:: Task goal ::
Scan each line of the entries below for the word "negative" and count the ones where it appears. The answer is that number alone.

:: Task input ::
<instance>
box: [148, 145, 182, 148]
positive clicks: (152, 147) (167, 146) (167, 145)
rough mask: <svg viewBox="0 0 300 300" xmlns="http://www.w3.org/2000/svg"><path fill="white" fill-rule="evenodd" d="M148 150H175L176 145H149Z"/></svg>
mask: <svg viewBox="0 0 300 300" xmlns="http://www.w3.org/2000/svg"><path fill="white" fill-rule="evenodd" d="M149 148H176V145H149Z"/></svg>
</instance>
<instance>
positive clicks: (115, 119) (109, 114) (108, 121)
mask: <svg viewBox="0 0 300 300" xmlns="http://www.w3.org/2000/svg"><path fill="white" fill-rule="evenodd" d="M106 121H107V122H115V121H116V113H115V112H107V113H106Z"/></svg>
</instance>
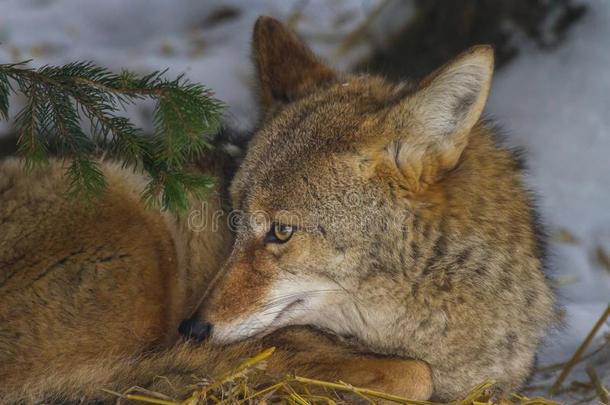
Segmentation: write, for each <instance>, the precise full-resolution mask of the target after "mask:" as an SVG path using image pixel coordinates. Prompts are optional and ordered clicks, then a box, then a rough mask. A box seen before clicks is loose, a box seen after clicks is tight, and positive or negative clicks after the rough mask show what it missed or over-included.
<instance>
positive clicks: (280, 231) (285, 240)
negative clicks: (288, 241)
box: [265, 222, 296, 243]
mask: <svg viewBox="0 0 610 405" xmlns="http://www.w3.org/2000/svg"><path fill="white" fill-rule="evenodd" d="M294 231H296V227H295V226H293V225H285V224H279V223H277V222H274V223H272V224H271V229H270V230H269V232H268V233H267V236H266V237H265V242H266V243H286V242H288V241H289V240H290V238H292V235H293V234H294Z"/></svg>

:: Final answer ::
2